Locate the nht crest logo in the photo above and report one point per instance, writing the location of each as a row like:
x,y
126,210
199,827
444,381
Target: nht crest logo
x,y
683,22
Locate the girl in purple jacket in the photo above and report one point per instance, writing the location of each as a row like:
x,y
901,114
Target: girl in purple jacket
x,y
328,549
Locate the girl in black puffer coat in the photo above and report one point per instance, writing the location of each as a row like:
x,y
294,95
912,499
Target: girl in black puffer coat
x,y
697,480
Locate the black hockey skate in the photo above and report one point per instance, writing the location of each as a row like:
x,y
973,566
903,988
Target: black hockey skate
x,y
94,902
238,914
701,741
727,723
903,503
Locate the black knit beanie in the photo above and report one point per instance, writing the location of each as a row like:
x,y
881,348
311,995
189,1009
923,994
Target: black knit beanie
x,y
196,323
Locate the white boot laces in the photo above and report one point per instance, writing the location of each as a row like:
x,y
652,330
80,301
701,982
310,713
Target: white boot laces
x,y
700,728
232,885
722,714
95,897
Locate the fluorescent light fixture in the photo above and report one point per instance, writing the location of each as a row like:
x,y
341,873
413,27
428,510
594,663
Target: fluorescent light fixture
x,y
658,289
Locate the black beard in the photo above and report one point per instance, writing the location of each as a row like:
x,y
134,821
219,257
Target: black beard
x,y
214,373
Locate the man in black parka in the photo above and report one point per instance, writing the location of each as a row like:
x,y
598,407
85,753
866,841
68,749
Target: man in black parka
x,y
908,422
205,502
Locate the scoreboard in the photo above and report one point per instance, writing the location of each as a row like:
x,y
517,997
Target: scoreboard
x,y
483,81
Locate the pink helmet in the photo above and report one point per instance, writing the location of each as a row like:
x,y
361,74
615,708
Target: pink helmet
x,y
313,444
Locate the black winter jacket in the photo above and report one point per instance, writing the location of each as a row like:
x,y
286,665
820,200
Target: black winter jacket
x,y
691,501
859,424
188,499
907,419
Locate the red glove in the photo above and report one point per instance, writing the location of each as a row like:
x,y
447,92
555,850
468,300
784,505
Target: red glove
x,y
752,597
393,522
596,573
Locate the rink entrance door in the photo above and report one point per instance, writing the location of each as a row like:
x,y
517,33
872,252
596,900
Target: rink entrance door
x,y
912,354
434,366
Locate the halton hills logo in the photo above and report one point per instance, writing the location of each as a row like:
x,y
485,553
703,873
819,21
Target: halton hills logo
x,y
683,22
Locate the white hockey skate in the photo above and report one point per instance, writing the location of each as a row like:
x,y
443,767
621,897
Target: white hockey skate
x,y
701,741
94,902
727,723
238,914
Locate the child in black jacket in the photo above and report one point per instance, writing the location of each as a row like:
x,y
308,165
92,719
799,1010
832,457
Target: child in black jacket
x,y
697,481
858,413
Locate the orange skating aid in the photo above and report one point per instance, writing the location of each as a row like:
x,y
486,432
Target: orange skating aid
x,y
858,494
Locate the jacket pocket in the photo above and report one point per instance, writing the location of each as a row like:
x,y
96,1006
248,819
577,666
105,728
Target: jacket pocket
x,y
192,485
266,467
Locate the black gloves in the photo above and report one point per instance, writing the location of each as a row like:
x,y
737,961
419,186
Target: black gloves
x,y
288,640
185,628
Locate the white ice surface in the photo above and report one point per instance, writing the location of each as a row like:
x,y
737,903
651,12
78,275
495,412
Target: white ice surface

════

Exercise – Rewrite the data from the line containing "Locate the rink", that line included, through the end of the data, requests and all. Multiply every coordinate in the answers by 1.5 and round to whole numbers, with halves going up, but keep the requests and their sample coordinates as they are.

Result of this exercise –
Locate the rink entrance door in the photo above and report one point per instance, writing the location of each as a row like:
x,y
517,33
872,252
596,900
Target: rink entrance door
x,y
1368,531
651,549
Locate the halton hills logo in the photo above and report one point per instance, writing the location of each as a row like:
x,y
485,553
703,873
819,21
Target: halton hills logo
x,y
1025,33
Locate the white hockey skate in the photo above and report one point per instance, writing the location of each as a row like:
x,y
443,767
621,897
Target: white hockey skate
x,y
1052,1112
141,1353
1091,1085
357,1371
Locate the child in black jacket in the photo above and report one point per instance, writing the location of each as a row like:
x,y
308,165
92,719
799,1010
832,457
Target: child in black jacket
x,y
1046,722
1287,620
Locate the orange skating aid in the photo above and report one point per instance, writing the location of each as a row like:
x,y
486,432
Target: orange skating aid
x,y
1287,741
Locate the jacket pocket in the photo above and report one point per instance, writing the location of each as a row like:
x,y
96,1006
248,819
577,666
105,728
Target: jacket pocket
x,y
288,728
399,701
Locate the black gloves in the photo above and report one point per instance, writing the location of each as a row like:
x,y
737,961
419,186
Target: black gloves
x,y
432,960
278,942
Locate the white ice surface in the photo above and report one point per instance, writing the location of each as a row like:
x,y
737,903
651,12
78,275
495,412
Target: white ice surface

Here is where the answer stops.